● Supplied records
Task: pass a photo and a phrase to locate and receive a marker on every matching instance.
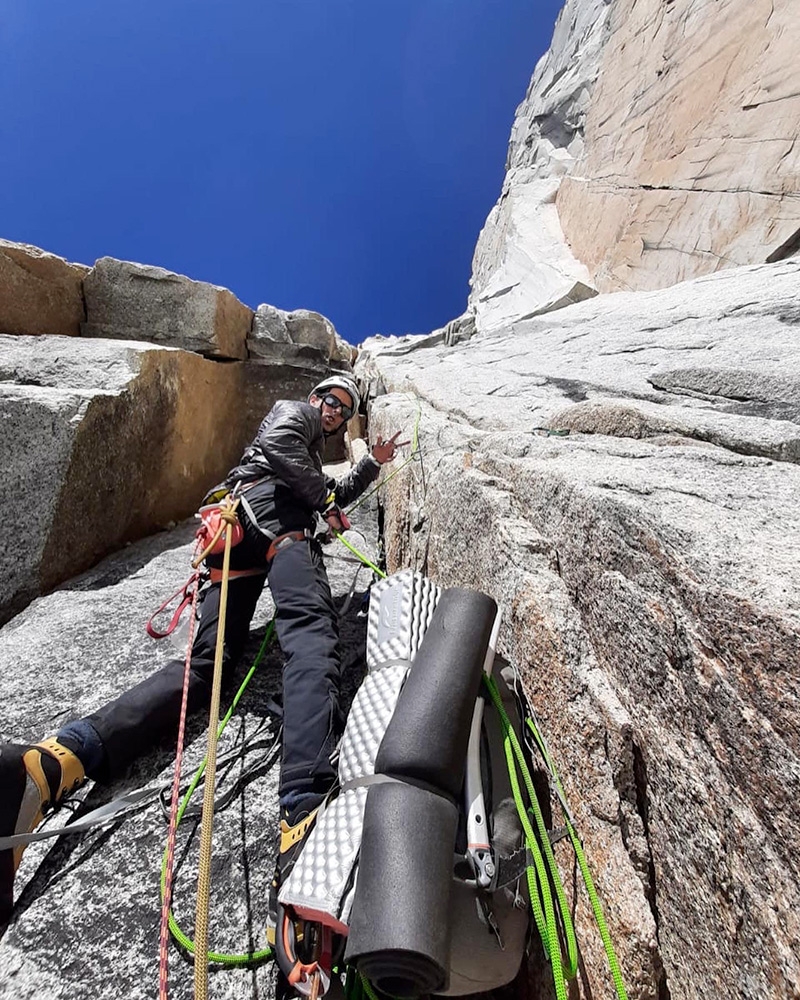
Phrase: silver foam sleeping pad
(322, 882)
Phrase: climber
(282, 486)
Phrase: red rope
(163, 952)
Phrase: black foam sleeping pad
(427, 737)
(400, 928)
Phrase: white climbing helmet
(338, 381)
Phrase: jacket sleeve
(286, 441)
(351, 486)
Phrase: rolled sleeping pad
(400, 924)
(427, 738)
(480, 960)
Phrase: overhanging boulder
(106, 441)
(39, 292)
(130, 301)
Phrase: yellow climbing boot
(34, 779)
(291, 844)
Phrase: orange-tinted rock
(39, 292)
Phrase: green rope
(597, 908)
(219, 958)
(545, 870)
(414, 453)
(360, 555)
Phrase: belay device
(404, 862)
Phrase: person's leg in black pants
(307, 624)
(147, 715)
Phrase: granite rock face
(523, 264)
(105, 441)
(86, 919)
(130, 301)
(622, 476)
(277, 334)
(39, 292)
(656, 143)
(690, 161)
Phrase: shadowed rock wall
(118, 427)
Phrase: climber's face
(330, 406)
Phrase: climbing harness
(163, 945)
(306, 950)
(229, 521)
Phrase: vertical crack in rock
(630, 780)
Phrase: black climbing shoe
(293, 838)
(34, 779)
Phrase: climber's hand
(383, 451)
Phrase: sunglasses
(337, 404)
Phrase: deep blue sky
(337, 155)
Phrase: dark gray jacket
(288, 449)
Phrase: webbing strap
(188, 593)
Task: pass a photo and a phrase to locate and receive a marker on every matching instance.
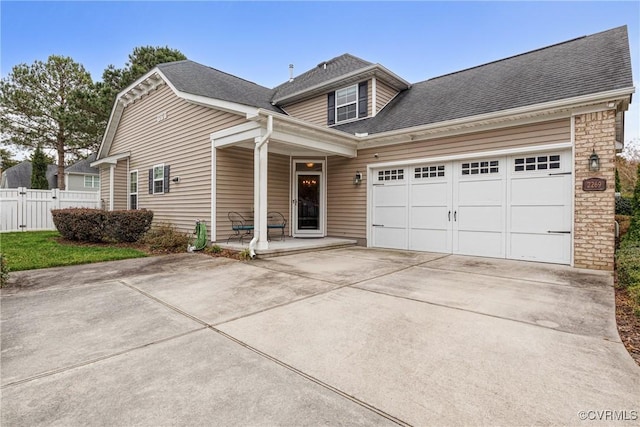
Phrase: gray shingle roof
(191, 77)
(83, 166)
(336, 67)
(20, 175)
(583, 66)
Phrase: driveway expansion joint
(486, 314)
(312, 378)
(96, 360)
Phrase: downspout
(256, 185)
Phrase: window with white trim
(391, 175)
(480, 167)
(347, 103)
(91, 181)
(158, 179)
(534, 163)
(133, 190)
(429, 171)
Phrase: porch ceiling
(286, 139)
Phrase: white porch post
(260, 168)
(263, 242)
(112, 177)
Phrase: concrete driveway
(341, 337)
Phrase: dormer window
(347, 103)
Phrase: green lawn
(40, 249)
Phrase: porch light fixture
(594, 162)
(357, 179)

● Required work
Convert all of the data above into a two-column CSV with the header phrase,points. Give each phrase its own row with its coordinate pairs, put each field in double quotes with line breaks replaced by spaces, and leave out the pictures.

● Solved problem
phrase,points
"Task: pass a photo and a phrase to locate and receive a marker on every matching instance. Phrase: silver foam sleeping pad","(322, 882)"
"Phrase: climber","(282, 486)"
"Phrase: red rope","(163, 952)"
"Phrase: black foam sleeping pad","(427, 737) (400, 928)"
"Phrase: white climbing helmet","(338, 381)"
"Phrase: jacket sleeve","(286, 441) (351, 486)"
"Phrase: rolled sleeping pad","(400, 924) (427, 738) (480, 960)"
"Phrase: overhanging boulder","(106, 441) (39, 292) (130, 301)"
"Phrase: yellow climbing boot","(34, 779) (291, 844)"
"Phrase: orange-tinted rock","(39, 292)"
"Phrase: green rope","(597, 908) (219, 958) (545, 870) (414, 453) (360, 555)"
"Phrase: belay device","(404, 862)"
"Phrase: person's leg in black pants","(307, 624) (147, 715)"
"Phrase: granite rock face","(523, 264) (105, 441) (86, 919) (130, 301) (622, 476) (277, 334) (39, 292) (656, 143) (690, 161)"
"Phrase: shadowed rock wall","(118, 427)"
"Phrase: climber's face","(330, 406)"
"Phrase: climbing harness","(163, 945) (306, 950) (229, 521)"
"Phrase: vertical crack in rock","(630, 780)"
"Phrase: black climbing shoe","(293, 838) (34, 779)"
"Phrase: climber's hand","(383, 451)"
"Phrase: sunglasses","(337, 404)"
"Phrase: deep blue sky","(337, 155)"
"Phrase: dark gray jacket","(288, 449)"
"Phrase: webbing strap","(188, 593)"
"Task: pass a photo and a phrase to locate and receive a marker on every matching instance. Phrase: gray shingle roof","(191, 77) (83, 166) (336, 67) (20, 175) (583, 66)"
"Phrase: driveway expansion joint","(486, 314) (312, 378) (96, 360)"
"Phrase: downspout","(256, 185)"
"Phrase: window with white trim","(391, 175) (480, 167) (347, 103) (91, 181) (158, 179) (534, 163) (133, 190) (429, 171)"
"Phrase: porch ceiling","(286, 139)"
"Phrase: white porch post","(260, 168) (263, 242) (112, 177)"
"Phrase: concrete driveway","(341, 337)"
"Phrase: dormer window","(347, 103)"
"Phrase: green lawn","(40, 249)"
"Phrase: porch light fixture","(594, 162) (357, 179)"